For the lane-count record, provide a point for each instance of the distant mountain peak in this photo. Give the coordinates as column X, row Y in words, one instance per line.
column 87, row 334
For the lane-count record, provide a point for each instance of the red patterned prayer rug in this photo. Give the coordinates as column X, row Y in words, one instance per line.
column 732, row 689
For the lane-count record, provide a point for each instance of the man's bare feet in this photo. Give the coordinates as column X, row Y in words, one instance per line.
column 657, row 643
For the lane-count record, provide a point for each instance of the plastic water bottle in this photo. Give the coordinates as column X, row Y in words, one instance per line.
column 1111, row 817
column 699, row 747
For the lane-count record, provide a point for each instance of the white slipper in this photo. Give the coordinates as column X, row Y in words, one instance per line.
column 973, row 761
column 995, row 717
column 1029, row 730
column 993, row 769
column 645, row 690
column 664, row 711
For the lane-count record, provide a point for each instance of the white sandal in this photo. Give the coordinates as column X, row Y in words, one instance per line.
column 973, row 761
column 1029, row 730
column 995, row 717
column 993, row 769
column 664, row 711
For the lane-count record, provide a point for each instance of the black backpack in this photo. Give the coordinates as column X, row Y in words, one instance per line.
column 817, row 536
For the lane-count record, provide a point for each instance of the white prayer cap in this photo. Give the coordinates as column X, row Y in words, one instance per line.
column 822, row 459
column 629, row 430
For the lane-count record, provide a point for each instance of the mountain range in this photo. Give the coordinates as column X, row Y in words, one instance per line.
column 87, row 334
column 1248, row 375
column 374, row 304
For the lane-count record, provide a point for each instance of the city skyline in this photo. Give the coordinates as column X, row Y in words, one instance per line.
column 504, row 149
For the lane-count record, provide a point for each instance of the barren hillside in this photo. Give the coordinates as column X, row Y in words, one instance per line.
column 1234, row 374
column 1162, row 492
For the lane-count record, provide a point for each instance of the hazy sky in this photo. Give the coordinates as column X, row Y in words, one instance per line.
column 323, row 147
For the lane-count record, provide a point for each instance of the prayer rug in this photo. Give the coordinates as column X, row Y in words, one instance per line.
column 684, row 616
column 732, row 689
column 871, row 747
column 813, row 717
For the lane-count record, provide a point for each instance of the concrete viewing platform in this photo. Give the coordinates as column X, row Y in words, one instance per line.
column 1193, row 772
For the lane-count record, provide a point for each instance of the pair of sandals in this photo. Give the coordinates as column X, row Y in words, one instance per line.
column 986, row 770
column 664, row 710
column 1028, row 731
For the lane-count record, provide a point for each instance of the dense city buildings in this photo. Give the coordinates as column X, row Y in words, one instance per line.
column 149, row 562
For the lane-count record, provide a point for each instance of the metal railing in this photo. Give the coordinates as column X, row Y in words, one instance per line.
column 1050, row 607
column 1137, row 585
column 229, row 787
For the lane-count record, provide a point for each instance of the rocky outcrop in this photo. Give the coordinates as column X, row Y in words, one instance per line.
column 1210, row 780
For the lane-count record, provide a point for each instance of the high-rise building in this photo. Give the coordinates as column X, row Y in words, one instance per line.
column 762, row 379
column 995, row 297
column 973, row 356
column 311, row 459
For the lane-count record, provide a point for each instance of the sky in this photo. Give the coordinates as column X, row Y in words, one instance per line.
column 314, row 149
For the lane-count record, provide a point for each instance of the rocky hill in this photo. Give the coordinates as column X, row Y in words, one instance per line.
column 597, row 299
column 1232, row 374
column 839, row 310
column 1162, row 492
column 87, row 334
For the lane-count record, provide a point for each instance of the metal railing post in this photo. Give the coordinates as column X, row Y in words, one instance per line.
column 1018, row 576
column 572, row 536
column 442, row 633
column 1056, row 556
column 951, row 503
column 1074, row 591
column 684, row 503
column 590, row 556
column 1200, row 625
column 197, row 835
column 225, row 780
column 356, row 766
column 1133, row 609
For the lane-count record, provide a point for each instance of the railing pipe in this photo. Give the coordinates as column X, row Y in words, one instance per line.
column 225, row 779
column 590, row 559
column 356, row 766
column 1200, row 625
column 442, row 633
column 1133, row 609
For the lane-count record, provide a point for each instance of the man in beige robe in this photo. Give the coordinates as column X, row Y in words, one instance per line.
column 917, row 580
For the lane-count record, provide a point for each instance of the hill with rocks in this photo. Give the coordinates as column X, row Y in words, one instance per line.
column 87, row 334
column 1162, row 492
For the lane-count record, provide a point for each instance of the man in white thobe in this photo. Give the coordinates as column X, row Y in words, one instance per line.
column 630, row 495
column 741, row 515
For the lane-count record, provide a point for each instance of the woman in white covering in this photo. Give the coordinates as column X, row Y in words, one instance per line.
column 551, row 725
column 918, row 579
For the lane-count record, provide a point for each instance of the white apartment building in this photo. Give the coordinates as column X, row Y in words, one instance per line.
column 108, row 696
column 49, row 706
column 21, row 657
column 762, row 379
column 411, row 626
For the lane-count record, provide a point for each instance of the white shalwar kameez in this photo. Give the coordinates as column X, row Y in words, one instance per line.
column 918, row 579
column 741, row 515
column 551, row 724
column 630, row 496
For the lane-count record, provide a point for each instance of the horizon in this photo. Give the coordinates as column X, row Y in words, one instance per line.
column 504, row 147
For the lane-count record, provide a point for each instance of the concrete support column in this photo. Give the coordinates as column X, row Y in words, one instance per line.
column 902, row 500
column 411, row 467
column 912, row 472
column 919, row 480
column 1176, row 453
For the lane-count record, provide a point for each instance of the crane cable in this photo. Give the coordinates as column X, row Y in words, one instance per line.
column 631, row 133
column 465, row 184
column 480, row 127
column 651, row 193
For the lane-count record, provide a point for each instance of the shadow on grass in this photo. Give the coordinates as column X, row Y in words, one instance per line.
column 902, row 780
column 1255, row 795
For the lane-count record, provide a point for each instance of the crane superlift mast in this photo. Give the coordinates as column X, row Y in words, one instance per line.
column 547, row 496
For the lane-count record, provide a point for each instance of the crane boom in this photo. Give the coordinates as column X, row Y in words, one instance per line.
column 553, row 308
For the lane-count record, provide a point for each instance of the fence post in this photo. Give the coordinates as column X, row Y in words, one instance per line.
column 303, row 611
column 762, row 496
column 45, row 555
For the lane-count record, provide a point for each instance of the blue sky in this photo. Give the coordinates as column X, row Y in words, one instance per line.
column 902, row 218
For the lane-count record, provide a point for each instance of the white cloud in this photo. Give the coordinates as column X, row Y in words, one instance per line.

__Exercise__
Can you copy out the items above, word for word, beginning at the line that contains "of the pair" and stopping after the line that contains "column 149, row 562"?

__Correct result__
For the lane-count record, provide a point for each instance of the pair of sandals in this photo. Give the coordinates as column X, row Y in words, one instance per line.
column 986, row 770
column 664, row 710
column 1028, row 731
For the lane-count record, provide a point for each instance of the dense city buildings in this photo. Give the coordinates as column X, row Y in words, one instance per line.
column 149, row 562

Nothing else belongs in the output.